Set task: Output verbatim the lines below, from the line containing "[pin] black wristband" through the last line, inclusive, and omit the pictures.

Dataset content:

□ □ □ □

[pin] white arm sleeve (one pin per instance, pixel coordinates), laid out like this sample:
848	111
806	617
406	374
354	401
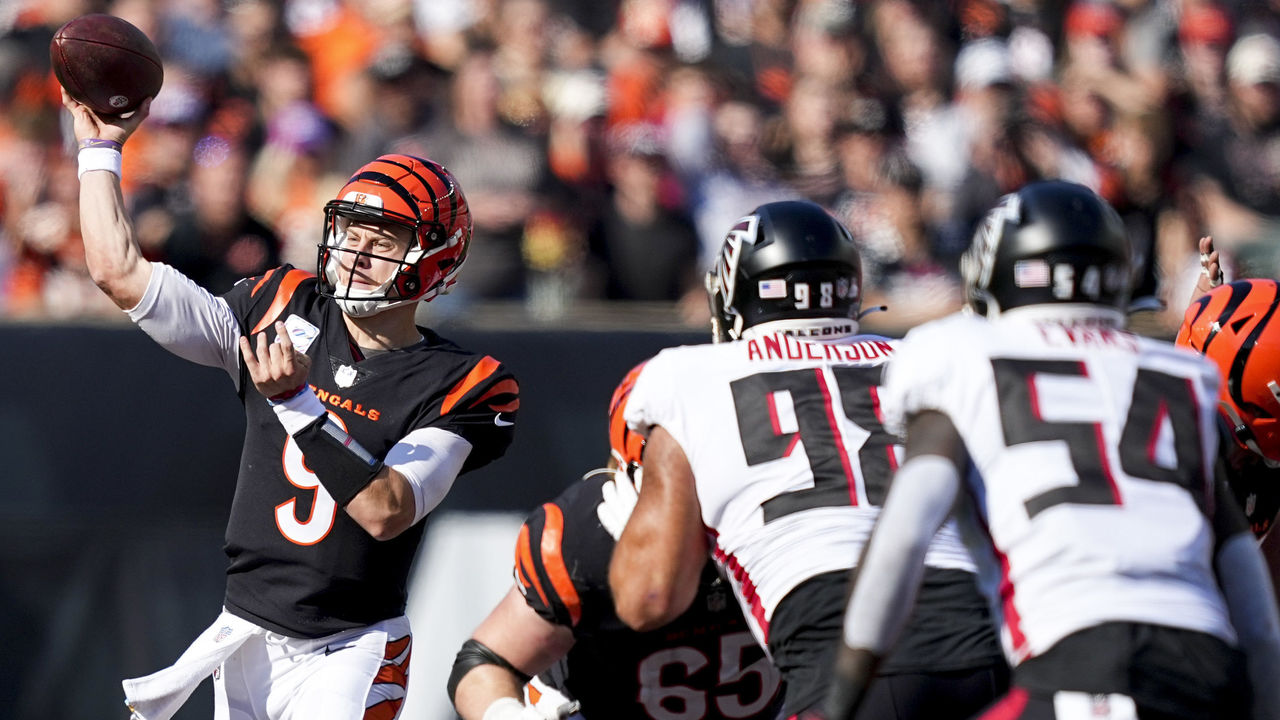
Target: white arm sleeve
1251	602
430	460
919	501
188	320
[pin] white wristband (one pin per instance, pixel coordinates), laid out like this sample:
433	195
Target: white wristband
99	159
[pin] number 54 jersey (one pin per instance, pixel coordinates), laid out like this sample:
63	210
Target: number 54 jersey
1091	454
790	456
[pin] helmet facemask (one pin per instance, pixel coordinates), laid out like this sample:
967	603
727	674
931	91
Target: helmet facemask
398	191
338	264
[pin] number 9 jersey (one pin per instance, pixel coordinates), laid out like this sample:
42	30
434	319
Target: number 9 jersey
1091	470
702	665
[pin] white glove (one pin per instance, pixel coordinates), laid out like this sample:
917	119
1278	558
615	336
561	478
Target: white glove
618	501
552	703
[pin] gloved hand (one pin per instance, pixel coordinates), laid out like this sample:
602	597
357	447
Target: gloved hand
618	500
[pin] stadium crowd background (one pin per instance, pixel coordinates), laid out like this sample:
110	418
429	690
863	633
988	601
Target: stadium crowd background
607	145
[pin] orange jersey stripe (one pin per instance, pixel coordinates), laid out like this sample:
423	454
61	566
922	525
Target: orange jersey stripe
553	560
478	374
384	710
502	388
396	647
288	286
261	282
525	563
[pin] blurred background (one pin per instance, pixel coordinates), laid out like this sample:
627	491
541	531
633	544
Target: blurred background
604	147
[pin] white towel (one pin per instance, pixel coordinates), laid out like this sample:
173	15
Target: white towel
161	693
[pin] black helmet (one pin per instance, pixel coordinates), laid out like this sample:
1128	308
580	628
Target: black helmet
784	261
1050	242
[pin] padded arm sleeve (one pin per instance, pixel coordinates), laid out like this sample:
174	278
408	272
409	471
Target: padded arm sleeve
188	320
1251	602
429	459
918	502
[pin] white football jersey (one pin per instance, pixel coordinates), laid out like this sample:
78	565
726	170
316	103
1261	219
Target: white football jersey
1092	455
789	452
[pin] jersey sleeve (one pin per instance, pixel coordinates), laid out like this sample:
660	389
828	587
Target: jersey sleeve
481	409
562	560
653	399
261	300
914	378
187	320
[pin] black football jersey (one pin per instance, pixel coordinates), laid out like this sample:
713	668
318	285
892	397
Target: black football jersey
703	665
298	564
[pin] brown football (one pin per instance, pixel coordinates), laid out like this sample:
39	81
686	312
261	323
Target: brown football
105	63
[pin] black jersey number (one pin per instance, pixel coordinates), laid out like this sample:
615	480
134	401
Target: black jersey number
764	437
682	702
1156	397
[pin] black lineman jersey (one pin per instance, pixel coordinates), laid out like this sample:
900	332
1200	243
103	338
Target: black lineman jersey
298	564
702	665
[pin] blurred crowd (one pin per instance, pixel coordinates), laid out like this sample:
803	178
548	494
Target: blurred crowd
606	146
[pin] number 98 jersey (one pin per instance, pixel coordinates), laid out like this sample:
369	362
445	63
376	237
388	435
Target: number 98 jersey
1092	454
702	665
789	452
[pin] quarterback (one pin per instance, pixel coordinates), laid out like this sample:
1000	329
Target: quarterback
357	424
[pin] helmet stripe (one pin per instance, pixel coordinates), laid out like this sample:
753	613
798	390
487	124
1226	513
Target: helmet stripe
391	160
1235	378
394	186
1238	294
449	190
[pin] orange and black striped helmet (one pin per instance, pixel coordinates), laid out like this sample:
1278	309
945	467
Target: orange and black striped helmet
625	445
406	191
1235	327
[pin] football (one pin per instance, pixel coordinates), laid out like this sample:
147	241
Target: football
105	63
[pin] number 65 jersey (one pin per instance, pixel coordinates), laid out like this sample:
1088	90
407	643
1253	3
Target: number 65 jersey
1091	470
789	452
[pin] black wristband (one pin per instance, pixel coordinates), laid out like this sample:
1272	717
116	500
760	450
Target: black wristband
342	465
474	654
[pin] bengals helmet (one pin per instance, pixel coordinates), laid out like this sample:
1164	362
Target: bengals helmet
1051	242
626	446
1234	326
787	260
402	191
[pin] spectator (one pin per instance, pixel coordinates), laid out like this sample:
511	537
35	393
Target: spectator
645	249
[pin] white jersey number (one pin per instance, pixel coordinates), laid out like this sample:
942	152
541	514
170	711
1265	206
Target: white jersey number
682	702
324	510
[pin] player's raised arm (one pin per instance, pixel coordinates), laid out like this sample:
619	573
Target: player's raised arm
657	561
112	253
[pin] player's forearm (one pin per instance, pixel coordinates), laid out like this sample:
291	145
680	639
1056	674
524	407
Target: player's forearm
648	574
385	507
112	253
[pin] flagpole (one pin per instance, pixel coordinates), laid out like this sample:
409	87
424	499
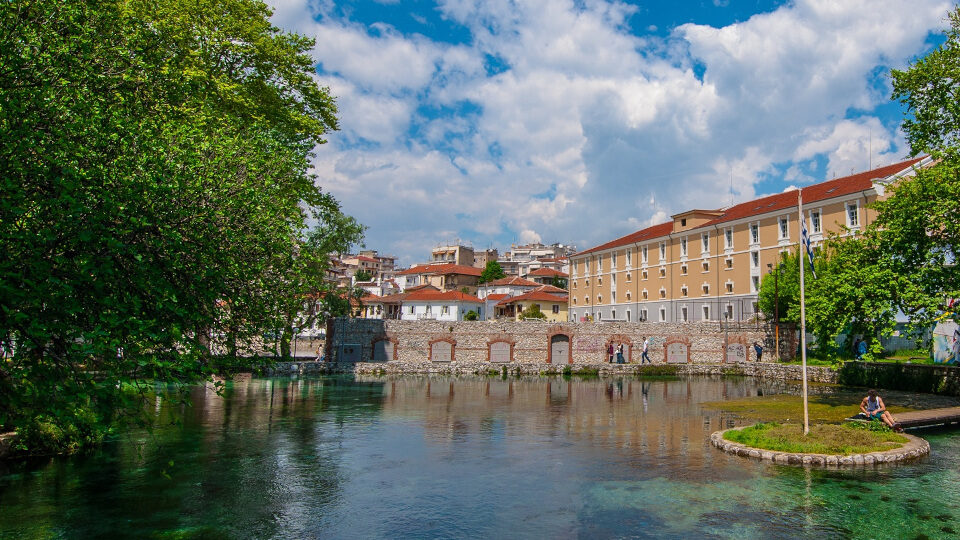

□ □ □ □

Exercise answer:
[pin] black wristband (one pin per instance, pixel coordinates), laid out like this sample:
1272	717
116	500
760	450
Target: black wristband
342	465
474	654
[pin] bengals helmet (one pin per instance, pixel coordinates), laid out like this sample:
1164	362
Target: bengals helmet
1051	242
626	446
1234	326
787	260
402	191
[pin] spectator (one pin per instance, pixel coordinates), laid out like this sample:
511	537
35	393
Target: spectator
645	249
[pin] white jersey number (one pin per instance, pixel coordinates), laid out like this sample:
942	152
541	514
170	711
1265	206
Target: white jersey number
682	702
324	510
[pin] player's raised arm (one pin per instance, pixel coordinates), laid out like this sample:
619	573
Target: player's raised arm
657	561
112	253
[pin] player's forearm (one pin per instance, pixel coordinates), laid out like this sample:
291	145
680	639
1056	674
524	407
Target: player's forearm
648	574
385	507
112	253
[pin] flagpole (one pin per instance, pixel coordinates), laid out like this sample:
409	87
424	499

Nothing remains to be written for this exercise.